Give back every record exactly, images excluded.
• • • • •
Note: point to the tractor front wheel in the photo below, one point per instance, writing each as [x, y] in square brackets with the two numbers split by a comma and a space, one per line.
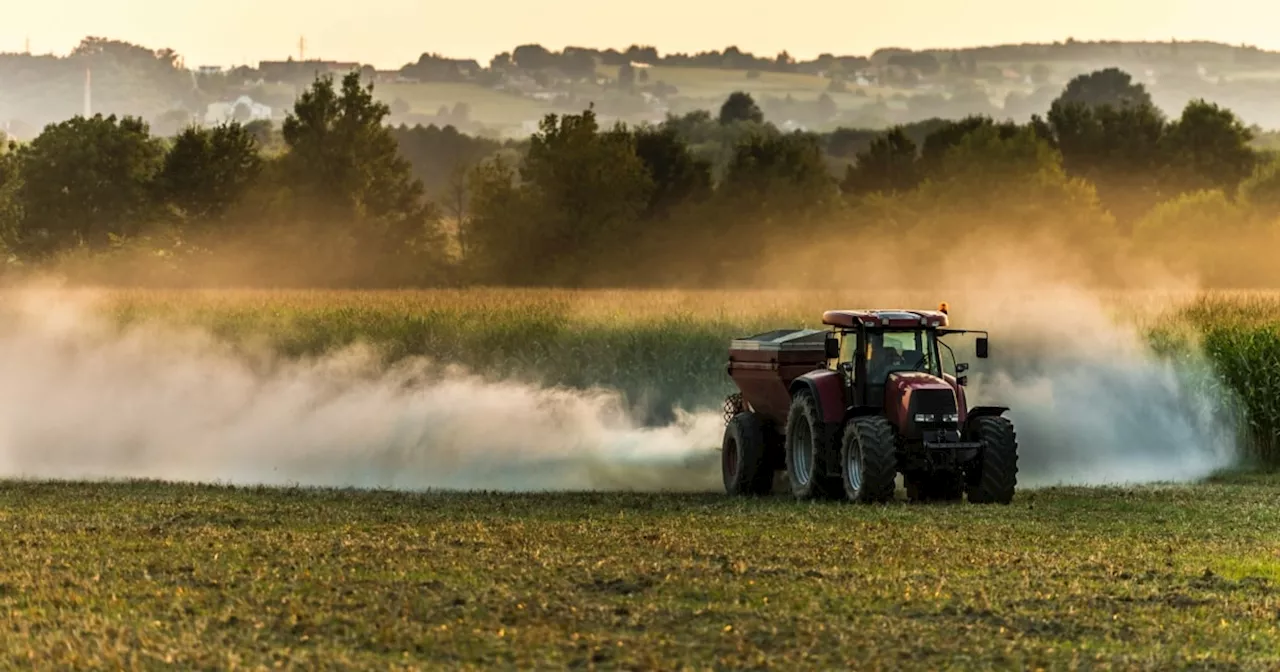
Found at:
[995, 475]
[869, 461]
[743, 457]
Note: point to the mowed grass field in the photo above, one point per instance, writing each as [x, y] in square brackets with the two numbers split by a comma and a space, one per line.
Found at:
[147, 575]
[144, 575]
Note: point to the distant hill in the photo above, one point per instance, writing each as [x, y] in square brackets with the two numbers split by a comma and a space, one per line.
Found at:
[508, 94]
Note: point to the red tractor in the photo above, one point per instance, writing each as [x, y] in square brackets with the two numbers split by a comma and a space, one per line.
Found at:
[845, 410]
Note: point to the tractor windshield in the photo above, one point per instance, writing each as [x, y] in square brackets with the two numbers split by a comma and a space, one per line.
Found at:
[908, 350]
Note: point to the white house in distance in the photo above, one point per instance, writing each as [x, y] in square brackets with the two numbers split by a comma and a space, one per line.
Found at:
[225, 112]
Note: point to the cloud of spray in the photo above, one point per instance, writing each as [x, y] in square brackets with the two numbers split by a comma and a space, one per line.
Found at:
[82, 401]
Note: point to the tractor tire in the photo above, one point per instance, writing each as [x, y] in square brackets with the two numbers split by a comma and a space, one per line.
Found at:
[996, 474]
[868, 458]
[807, 451]
[744, 462]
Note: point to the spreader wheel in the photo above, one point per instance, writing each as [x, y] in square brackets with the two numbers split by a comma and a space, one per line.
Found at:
[807, 451]
[743, 457]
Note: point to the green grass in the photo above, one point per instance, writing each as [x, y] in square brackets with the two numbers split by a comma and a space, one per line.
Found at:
[142, 575]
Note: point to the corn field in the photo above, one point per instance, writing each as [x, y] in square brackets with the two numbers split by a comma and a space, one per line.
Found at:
[667, 348]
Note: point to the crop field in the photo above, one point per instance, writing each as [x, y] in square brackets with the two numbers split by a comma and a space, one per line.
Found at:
[487, 104]
[141, 574]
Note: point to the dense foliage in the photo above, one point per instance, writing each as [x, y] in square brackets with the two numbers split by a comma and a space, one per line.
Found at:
[338, 197]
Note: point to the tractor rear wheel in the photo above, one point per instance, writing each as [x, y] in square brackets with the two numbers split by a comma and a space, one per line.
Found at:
[807, 449]
[743, 457]
[995, 476]
[869, 460]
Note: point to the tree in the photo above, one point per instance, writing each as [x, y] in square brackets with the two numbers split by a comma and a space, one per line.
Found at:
[1118, 149]
[208, 170]
[887, 165]
[626, 77]
[10, 214]
[348, 179]
[1261, 191]
[1207, 147]
[740, 106]
[1109, 86]
[579, 204]
[951, 135]
[85, 181]
[773, 173]
[676, 174]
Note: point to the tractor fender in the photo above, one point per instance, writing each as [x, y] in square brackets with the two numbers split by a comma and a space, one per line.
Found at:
[827, 389]
[982, 411]
[862, 411]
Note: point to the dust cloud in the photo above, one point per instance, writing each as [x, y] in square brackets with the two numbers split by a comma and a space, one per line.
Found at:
[80, 400]
[1092, 405]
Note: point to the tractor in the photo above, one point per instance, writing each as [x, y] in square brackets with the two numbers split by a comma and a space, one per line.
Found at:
[845, 410]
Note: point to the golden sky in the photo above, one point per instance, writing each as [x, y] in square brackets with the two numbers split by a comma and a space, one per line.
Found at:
[392, 32]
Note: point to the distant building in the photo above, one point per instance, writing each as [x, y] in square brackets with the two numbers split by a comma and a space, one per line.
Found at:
[225, 112]
[292, 71]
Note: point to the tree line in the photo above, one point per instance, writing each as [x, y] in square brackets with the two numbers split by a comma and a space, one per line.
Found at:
[336, 197]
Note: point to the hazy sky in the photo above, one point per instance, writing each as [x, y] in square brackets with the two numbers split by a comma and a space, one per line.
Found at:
[392, 32]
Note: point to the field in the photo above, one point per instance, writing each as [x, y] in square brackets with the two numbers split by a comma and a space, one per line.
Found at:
[488, 105]
[141, 575]
[1134, 576]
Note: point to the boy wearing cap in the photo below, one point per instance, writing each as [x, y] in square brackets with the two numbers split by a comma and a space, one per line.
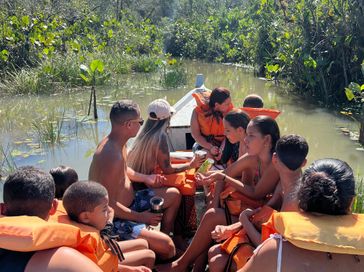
• • • • •
__Response to this exercise__:
Note: point to the tractor front wheel in the photo below, one point per instance, writing each as [x, y] in square brackets with the two numbers split by a comma and a space, one per line.
Found at:
[995, 475]
[869, 461]
[743, 457]
Note: point to the mowed grass field in the photo above, one point per instance, writing each as [x, y] in square brackets with the two numbers split by a comma and a space, one per line.
Found at:
[147, 575]
[144, 575]
Note: point to the distant hill in the photo above, one point per instance, writing each as [x, y] in square brackets with the two numbers split by a comma and a space, one per line.
Found at:
[508, 94]
Note: point to the red tractor in the photo above, one point per instance, writing each as [x, y] in square brackets with the two numbers split by a comma and a space, one per line.
Found at:
[845, 410]
Note: point to the tractor windshield in the photo above, one point per instance, writing each as [x, y] in square brackets with the two numbers split by a comma and a space, one per line.
Found at:
[908, 350]
Note: point to the white house in distance in the photo above, one point per instance, writing each as [x, y] in square brackets with the two numbers split by a comma and a space, one per line.
Found at:
[225, 112]
Note: point to the cloud of spray in the photo above, one point per instance, writing each as [x, y] in square brackets with the two numbers split by a comma and a space, one per line.
Found at:
[82, 401]
Note: point to the tractor tire in the photo above, one point per instance, writing each as [x, y] in square brackets with the two numbers split by a comma and a space, one per line.
Found at:
[996, 474]
[868, 458]
[807, 451]
[744, 462]
Note: point to the spreader wheel in the photo above, one point per instance, writing each as [x, y] in square brackets with the two numbers split by a comma and a space, one per line.
Found at:
[807, 451]
[743, 457]
Note: point to the green grass in the photo above, one point per instance, writing each as [x, y] in square brackets with the two numbers split by a comma and a space, one per line.
Found at:
[142, 575]
Note: point to the corn field in the photo above, one point per instance, writing each as [x, y] in square brackets with the two numbers split by a comma and a space, one per line.
Found at:
[667, 348]
Note: point to the crop field in the photo above, one point per instance, writing each as [x, y] in square brackets with the two numbers split by a comma and a space, one per line.
Found at:
[487, 104]
[141, 574]
Note: point to the dense foliage in the photo above, one point per instance, writing each as [x, y] in square brackets with the two numbers split by a comma and a space, one per line.
Found at:
[338, 197]
Note: point to the tractor rear wheel in the photo above, one point per instance, writing each as [x, y] in square brackets with the two numbers split by a comma and a space, one per line.
Found at:
[807, 449]
[743, 457]
[995, 476]
[869, 460]
Note: point to the tree in the photo above, one point per instance, writing each as [x, y] in square brackets with the two numbers split by a comma and a space, one per line.
Found at:
[1118, 149]
[208, 170]
[887, 165]
[626, 77]
[10, 214]
[348, 179]
[1261, 191]
[1207, 147]
[740, 106]
[1109, 86]
[579, 204]
[951, 135]
[85, 181]
[773, 173]
[676, 174]
Note: point to the tractor fender in the photo above, one point per instance, writing each as [x, y] in square brackets with the two numbers split by a comma and a space, one per line.
Found at:
[827, 389]
[982, 411]
[862, 411]
Note: point to the dust cloud in the photo above, one point per instance, writing each as [x, y] in square brackets with the two numbers split by a comma and a space, one per line.
Found at:
[80, 400]
[1092, 405]
Note: point to the tractor in the photo above, one point per instance, writing each as [x, y] in square brackets with the two numbers split by a comma and a space, one per line.
Found at:
[845, 410]
Note: point to the golden sky in the photo above, one point per instance, writing each as [x, y] in square brackets with the two numbers split by a comma and a space, one per line.
Found at:
[392, 32]
Note: point to the distant building in the photo above, one point per instance, writing each as [x, y] in square brackets with the two numbers split by a comma and a space, one per line.
Found at:
[225, 112]
[292, 71]
Note: point to the tree line in the photo above, one point per instance, writing each as [x, y] in square brackets with the two numbers split by a comma and a space, one per line.
Found at:
[336, 197]
Note: point to the hazy sky in the photo above, one point per instance, writing each as [x, y] in square brackets with the two numbers split by a comma and a space, one per line.
Found at:
[392, 32]
Note: point to the field in the photo above, one point per instance, writing each as [x, y] in square brackets with the two numbers split by a comma and a space, one per line.
Found at:
[488, 105]
[141, 575]
[1134, 576]
Note: point to the boy wearing cap in the photo below, one point per instance, writing each as [x, y] in square brackets with the two numbers split by a comma and a space, one per line.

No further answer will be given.